Monday, February 28, 2011

Marriage as form of punishment...

I found it very odd that marriage is used as a punishment to the male characters in this play. If marriage is a sacrament then why is it being used as a punishment? Throughout the entire play, it seems as though marriage is viewed as something trivial and almost materialistic to the male characters. For example, in Act III, we find out that Angelo broke off his marriage with Mariana because her dowry was lost...
"There she losther marriage dowry; with both, her combinate husband, this well seeming Angelo" (III.1. 216-218)

In Act V, the sacrament of marriage of even further spit upon when the Duke begins giving out punishments to the male characters. For Lucio, he is to marry the prostitute he impregnated. Lucio even says to the Duke, ""Marrying a punk, my lord, is pressing to death" (V.1. 515). For Angelo, he is to marry Mariana, the woman he abandoned when her dowry was lost. Isabella is to marry the Duke, whether she likes to or not.

I have very mixed emotions regarding why Shakespeare would choose to use marriage as a form of punishment in this play. On one hand, I can understand making characters take responsibility for their actions, like Lucio. I can also see how Shakespeare is portraying the harsh reality that marriage is not always a fairy tale. However, this conclusion still leaves me with a feeling of confusion. Maybe it is because I, like the rest of us, am so far removed from the time period that my “independent woman” is kicking in and I’m finding it hard to believe that any woman would accept being married off to a man who dismissed her in the first place. I’m curious to see what the rest of you think of this. Why do you think Shakespeare used marriage as a punishment in this play?

6 comments:

Jeff Battersby said...

Set problem A. Please restate the post on marriage as punishment from "I have very" up to and including "in this play?", switching "fairy tale" to "love story".
Set problem B.
Answer these questions from the post on marriage as punishment:
(i) Why did Angelo break off his marriage with Mariana?
(ii) Whom is Isabella to marry?
(iii) What harsh reality does the writer say Shakespeare may be portraying?
Set problem C. Carry on the post on marriage as punishment from the point where it stops.
The lines that come next are separate material with no tie to the post on marriage as punishment.

Rows.
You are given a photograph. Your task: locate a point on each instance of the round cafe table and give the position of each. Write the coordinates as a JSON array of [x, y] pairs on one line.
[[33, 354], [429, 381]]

--

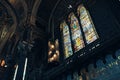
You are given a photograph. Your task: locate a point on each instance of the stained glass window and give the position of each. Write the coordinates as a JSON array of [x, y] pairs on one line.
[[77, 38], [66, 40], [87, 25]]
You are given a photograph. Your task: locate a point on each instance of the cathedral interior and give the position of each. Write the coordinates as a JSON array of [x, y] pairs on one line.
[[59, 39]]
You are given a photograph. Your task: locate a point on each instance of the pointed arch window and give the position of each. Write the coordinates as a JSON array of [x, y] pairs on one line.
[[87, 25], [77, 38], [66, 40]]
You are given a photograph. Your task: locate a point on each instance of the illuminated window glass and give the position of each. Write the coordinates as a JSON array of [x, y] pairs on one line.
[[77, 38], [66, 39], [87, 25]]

Task answer A.
I have very mixed emotions regarding why Shakespeare would choose to use marriage as a form of punishment in this play. On one hand, I can understand making characters take responsibility for their actions, like Lucio. I can also see how Shakespeare is portraying the harsh reality that marriage is not always a love story. However, this conclusion still leaves me with a feeling of confusion. Maybe it is because I, like the rest of us, am so far removed from the time period that my “independent woman” is kicking in and I’m finding it hard to believe that any woman would accept being married off to a man who dismissed her in the first place. I’m curious to see what the rest of you think of this. Why do you think Shakespeare used marriage as a punishment in this play?

Task answer B.
(i) Her dowry was lost.
(ii) The Duke.
(iii) That marriage is not always a fairy tale.

Task answer C.
Is marriage used as a form of punishment? Or is the Duke using marriage as a way to protect Mariana? It seems, in the case of Mariana, that the Duke is using marriage as a means of protecting her. He tells Angelo to marry her before he puts him to death in order to give her back a dowry so she could marry someone else:

"For his possessions,
Although by confiscation they are ours,
We do enstate and widow you with all,
To buy you a better husband."

In the case of Lucio, I think he's forcing him to take responsibility for his actions. He's talking trash about the "punk," but, obviously, Lucio had no problem with the "punk" when he wanted to bed down with her.

I don't know what it says about me, but I kind of enjoy this "punishment." Especially given that, without this particular form of punishment in this particular time, the women would have been far worse off without it.

Rachel Ritacco said...

I think marriage in these cases is only "punishment" because the men in this play do not want to be tied down. Like Jeff said, they are being forced to take responsibility for the ways in which they have messed up these women's lives. It seems that punishment is in the eye of the beholder here; Shakespeare is not putting down the institution of marriage, per se, he is simply thinking of the best way to scold these reckless men. For them, their nightmare appears to be getting tied down to women for whom they feel nothing.

hannahs said...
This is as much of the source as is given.